## Task directions
Take the entries below and retype them word for word, excluding the images.

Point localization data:
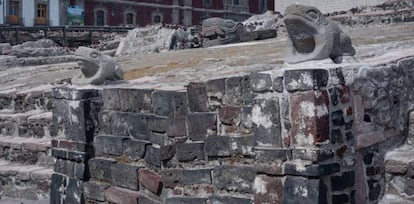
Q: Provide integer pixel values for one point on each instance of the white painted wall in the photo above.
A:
(327, 6)
(54, 13)
(28, 12)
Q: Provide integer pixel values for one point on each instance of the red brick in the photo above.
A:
(69, 145)
(341, 151)
(310, 118)
(369, 139)
(349, 110)
(344, 94)
(121, 195)
(268, 190)
(397, 167)
(150, 180)
(54, 143)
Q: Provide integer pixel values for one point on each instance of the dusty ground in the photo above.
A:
(180, 67)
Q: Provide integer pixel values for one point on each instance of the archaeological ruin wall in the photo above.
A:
(303, 134)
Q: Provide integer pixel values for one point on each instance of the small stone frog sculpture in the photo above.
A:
(96, 68)
(314, 37)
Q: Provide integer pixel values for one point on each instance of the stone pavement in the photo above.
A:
(8, 200)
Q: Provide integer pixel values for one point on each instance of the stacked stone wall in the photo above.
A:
(297, 135)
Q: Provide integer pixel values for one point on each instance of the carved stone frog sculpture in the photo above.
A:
(314, 37)
(96, 68)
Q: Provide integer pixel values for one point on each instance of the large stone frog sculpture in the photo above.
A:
(213, 28)
(314, 37)
(96, 68)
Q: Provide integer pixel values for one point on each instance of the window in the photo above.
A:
(129, 19)
(100, 18)
(157, 19)
(14, 8)
(41, 10)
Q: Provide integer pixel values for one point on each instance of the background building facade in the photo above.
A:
(29, 12)
(327, 6)
(184, 12)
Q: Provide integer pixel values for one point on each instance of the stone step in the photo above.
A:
(34, 123)
(400, 161)
(30, 182)
(34, 151)
(394, 199)
(399, 168)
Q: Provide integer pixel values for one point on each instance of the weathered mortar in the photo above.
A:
(311, 133)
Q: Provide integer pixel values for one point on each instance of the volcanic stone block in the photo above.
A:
(201, 125)
(177, 127)
(299, 169)
(172, 177)
(305, 79)
(234, 178)
(185, 200)
(266, 120)
(230, 115)
(125, 176)
(189, 151)
(310, 118)
(170, 103)
(268, 189)
(346, 180)
(338, 118)
(158, 124)
(375, 189)
(411, 169)
(94, 190)
(144, 200)
(197, 97)
(150, 180)
(134, 149)
(153, 155)
(76, 129)
(59, 153)
(236, 91)
(396, 167)
(260, 82)
(99, 169)
(73, 192)
(303, 190)
(74, 93)
(337, 136)
(229, 200)
(79, 171)
(218, 146)
(340, 199)
(268, 155)
(109, 145)
(278, 84)
(55, 188)
(135, 100)
(215, 90)
(235, 119)
(77, 156)
(111, 99)
(313, 155)
(130, 124)
(121, 196)
(244, 144)
(65, 167)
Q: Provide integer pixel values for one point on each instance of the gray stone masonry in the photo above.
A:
(311, 133)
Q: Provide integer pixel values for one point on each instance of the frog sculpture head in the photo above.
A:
(312, 36)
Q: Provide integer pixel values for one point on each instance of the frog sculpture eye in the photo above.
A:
(94, 55)
(313, 14)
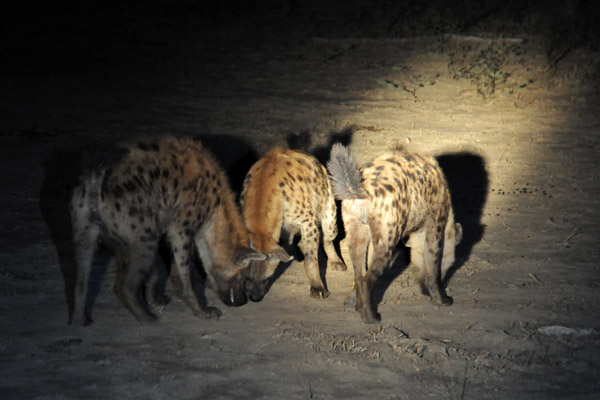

## Solution to this problem
Q: Provide integer pixel values for one point on each instance of the white painted wall in the photo above.
A:
(327, 6)
(54, 13)
(28, 12)
Q: Provide integer pixel values for one point on each instance of the red brick in the photo above.
A:
(69, 145)
(341, 151)
(310, 118)
(369, 139)
(349, 110)
(344, 94)
(121, 195)
(268, 190)
(397, 167)
(150, 180)
(54, 143)
Q: Provide integer pixel values for one point on each instance of the dusty ground in the photo above.
A:
(180, 67)
Q: Provide integer pixel values for one point on each instance of the archaeological ruin wall in the photo above.
A:
(303, 134)
Q: Provide integer pixel values for one point on each instance of the small stone frog sculpture in the photo above.
A:
(96, 68)
(314, 37)
Q: Provide integer pixel values for one point on each instance of the stone pavement in the photo above.
A:
(8, 200)
Q: Provide integer pixel values for one point on each instance of the stacked stone wall in the photo above.
A:
(297, 135)
Q: Provide integer pixel values for one point on each instance of the carved stone frog sculpture in the photo above.
A:
(314, 37)
(96, 68)
Q: Provide integer pixel values for one point on each instance of the large stone frog sculpture in the photo above.
A:
(213, 28)
(314, 37)
(96, 68)
Q: Provide integer pixel values for one point on each instance of the window in the photo above.
A:
(129, 19)
(100, 18)
(157, 19)
(14, 8)
(41, 10)
Q: Provide integer pixel values for one point on each instance of the background building facade in the photo above.
A:
(29, 12)
(327, 6)
(184, 12)
Q: Provide integer pixel values for one point on each instance of the stone step in the photo above.
A:
(34, 123)
(400, 161)
(30, 182)
(34, 151)
(394, 199)
(399, 168)
Q: Provide integer pixel values for one point on each instance of the weathered mortar in the photo above.
A:
(311, 133)
Q: Provide integer pixel values for one point on each instance of the volcanic stone block in the photo above.
A:
(201, 125)
(177, 127)
(299, 169)
(172, 177)
(305, 79)
(234, 178)
(185, 200)
(266, 120)
(230, 115)
(125, 176)
(189, 151)
(310, 118)
(170, 103)
(268, 189)
(346, 180)
(338, 118)
(158, 124)
(375, 189)
(411, 169)
(94, 190)
(144, 200)
(197, 97)
(150, 180)
(134, 149)
(153, 155)
(76, 129)
(59, 153)
(236, 91)
(396, 167)
(260, 82)
(99, 169)
(73, 192)
(303, 190)
(74, 93)
(337, 136)
(229, 200)
(79, 171)
(218, 146)
(340, 199)
(268, 155)
(109, 145)
(278, 84)
(55, 188)
(135, 100)
(215, 90)
(235, 119)
(77, 156)
(111, 99)
(313, 155)
(130, 124)
(121, 196)
(244, 144)
(65, 167)
Q: Provide integer pixel values for one point on each instance of the gray stone masonry in the photo above.
A:
(311, 133)
Q: Provide integer pixel values for one point on each instance of the frog sculpture head in the photo above.
A:
(312, 36)
Q: Provide integer pixel values for one point on each instance of the frog sculpture eye in the photo above.
A:
(94, 55)
(313, 14)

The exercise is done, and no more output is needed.